**Direction**
Which lines below contain the word "dark"? Gather each of them and copy it out in full.

(Entries from a pointing dataset)
┄┄┄┄┄┄┄┄┄┄

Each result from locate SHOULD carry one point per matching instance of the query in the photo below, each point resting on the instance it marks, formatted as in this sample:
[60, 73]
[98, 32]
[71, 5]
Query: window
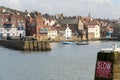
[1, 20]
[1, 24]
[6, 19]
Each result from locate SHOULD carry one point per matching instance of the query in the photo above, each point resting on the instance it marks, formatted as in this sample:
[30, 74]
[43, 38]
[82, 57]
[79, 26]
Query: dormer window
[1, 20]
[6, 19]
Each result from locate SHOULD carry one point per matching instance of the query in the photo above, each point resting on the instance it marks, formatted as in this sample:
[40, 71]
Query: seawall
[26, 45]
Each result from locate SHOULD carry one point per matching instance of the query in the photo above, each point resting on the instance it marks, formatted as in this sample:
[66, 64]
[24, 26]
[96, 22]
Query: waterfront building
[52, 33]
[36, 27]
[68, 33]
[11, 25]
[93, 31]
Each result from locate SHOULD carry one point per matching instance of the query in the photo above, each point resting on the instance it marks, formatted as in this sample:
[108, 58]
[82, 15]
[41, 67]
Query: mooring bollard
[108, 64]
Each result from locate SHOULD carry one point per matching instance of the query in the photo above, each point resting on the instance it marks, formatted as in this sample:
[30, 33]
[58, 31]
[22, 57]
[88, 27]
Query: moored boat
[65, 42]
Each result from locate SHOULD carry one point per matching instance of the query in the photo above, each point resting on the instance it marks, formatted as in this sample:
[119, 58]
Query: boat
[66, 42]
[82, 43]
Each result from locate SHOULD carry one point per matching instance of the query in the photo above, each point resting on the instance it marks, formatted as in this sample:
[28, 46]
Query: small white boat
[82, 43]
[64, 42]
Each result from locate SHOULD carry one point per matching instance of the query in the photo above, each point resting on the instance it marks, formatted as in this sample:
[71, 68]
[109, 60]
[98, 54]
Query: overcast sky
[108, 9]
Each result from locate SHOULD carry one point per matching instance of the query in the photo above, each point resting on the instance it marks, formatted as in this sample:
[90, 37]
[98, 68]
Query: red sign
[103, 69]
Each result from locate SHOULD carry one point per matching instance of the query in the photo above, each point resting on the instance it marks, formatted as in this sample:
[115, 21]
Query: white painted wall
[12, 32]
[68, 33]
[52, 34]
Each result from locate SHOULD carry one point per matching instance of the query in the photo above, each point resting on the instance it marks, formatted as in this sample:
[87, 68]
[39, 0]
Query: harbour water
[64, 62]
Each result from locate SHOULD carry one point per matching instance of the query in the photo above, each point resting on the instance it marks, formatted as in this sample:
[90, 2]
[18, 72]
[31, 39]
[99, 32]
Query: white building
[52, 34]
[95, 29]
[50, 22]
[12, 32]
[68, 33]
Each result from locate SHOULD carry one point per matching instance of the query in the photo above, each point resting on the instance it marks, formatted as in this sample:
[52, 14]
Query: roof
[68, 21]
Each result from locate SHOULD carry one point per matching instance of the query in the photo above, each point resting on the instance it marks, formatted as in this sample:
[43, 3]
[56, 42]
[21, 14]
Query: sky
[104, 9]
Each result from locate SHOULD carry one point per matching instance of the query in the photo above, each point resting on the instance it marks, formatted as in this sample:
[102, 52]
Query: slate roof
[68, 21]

┄┄┄┄┄┄┄┄┄┄

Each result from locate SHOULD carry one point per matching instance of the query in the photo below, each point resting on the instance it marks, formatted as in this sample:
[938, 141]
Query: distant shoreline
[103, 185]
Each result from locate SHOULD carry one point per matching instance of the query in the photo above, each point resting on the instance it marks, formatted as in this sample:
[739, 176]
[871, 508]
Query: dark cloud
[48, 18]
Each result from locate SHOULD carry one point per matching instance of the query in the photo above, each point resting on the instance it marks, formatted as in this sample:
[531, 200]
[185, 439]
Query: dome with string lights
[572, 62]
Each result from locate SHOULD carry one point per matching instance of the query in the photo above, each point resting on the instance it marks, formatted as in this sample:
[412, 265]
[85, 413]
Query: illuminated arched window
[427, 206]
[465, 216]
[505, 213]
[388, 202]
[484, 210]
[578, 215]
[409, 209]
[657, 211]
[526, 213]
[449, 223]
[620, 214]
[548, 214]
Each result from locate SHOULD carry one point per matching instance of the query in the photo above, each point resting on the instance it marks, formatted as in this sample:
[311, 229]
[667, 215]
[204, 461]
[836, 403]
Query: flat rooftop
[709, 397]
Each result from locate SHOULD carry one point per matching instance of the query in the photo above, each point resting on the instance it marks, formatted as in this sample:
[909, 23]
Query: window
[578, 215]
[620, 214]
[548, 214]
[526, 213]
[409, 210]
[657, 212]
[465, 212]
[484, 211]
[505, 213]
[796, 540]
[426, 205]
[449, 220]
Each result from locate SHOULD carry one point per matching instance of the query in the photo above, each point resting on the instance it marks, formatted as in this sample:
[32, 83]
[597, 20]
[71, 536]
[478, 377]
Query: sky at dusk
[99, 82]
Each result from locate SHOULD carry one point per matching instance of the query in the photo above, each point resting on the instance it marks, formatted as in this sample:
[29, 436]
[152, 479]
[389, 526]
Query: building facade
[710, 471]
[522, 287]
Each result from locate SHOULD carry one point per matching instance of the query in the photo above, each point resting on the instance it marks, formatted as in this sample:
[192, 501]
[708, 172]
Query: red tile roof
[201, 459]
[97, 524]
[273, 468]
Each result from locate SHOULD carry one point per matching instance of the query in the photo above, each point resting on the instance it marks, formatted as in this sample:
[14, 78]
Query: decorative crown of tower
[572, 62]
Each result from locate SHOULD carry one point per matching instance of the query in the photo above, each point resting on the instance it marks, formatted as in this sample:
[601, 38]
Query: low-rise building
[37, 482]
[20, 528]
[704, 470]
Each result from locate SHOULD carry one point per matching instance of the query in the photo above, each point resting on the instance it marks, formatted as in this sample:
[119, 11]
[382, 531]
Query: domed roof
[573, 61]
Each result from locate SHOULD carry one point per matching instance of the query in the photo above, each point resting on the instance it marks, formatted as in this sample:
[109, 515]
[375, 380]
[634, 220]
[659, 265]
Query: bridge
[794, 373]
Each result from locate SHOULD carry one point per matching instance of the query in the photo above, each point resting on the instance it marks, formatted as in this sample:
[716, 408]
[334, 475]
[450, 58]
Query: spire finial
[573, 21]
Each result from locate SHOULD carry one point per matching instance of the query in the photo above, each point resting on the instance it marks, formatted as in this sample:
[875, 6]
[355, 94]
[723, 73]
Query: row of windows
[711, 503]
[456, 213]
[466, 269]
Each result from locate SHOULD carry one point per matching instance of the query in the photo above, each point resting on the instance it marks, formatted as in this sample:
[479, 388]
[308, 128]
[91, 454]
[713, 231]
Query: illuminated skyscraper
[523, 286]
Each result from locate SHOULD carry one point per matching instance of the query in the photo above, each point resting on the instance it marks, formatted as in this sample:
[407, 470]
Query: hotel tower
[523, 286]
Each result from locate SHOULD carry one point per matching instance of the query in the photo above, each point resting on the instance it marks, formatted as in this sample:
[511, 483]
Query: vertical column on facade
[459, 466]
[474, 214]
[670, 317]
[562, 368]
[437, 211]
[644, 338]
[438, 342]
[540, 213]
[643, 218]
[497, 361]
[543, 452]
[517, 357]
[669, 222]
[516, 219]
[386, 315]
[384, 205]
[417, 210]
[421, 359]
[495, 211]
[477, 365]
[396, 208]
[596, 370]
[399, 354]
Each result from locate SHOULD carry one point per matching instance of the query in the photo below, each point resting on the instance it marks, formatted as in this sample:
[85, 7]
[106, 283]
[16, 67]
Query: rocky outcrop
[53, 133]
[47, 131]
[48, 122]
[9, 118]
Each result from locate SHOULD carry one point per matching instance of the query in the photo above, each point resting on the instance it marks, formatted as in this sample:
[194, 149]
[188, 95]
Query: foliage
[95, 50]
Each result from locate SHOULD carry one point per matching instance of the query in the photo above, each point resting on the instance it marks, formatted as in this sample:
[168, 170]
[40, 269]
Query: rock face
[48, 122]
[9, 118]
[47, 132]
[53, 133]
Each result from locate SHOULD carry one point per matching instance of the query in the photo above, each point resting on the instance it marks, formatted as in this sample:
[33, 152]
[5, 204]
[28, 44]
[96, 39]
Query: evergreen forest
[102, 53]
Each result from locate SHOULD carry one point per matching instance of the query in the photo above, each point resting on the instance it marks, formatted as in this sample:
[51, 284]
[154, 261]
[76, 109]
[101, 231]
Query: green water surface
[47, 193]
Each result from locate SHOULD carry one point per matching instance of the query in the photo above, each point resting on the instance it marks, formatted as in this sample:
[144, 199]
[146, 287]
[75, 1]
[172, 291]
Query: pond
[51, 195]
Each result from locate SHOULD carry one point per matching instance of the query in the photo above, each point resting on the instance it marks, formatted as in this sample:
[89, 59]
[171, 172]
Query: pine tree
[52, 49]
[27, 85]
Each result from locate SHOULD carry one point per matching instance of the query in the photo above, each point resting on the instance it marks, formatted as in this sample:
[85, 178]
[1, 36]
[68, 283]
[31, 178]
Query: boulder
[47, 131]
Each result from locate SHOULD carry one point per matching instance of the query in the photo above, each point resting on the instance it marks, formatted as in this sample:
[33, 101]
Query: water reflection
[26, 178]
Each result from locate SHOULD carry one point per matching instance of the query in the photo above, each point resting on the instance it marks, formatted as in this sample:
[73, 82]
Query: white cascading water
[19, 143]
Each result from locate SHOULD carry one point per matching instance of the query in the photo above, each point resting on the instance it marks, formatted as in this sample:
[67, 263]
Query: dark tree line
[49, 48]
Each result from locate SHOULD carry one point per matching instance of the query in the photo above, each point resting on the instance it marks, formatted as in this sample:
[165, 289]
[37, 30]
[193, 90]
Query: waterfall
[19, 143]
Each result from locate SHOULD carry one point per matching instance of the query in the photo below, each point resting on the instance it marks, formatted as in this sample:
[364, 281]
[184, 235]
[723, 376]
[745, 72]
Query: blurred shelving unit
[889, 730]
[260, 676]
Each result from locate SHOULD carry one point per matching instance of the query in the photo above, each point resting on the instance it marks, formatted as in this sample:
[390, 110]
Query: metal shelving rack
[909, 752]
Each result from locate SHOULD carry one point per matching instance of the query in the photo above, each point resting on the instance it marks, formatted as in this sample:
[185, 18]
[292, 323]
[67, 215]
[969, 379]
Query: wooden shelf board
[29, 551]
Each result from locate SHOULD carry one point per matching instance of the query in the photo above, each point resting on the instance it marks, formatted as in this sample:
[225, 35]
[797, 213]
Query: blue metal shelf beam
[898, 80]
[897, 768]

┄┄┄┄┄┄┄┄┄┄

**Correct answer**
Query: dark cloud
Query: dark tree line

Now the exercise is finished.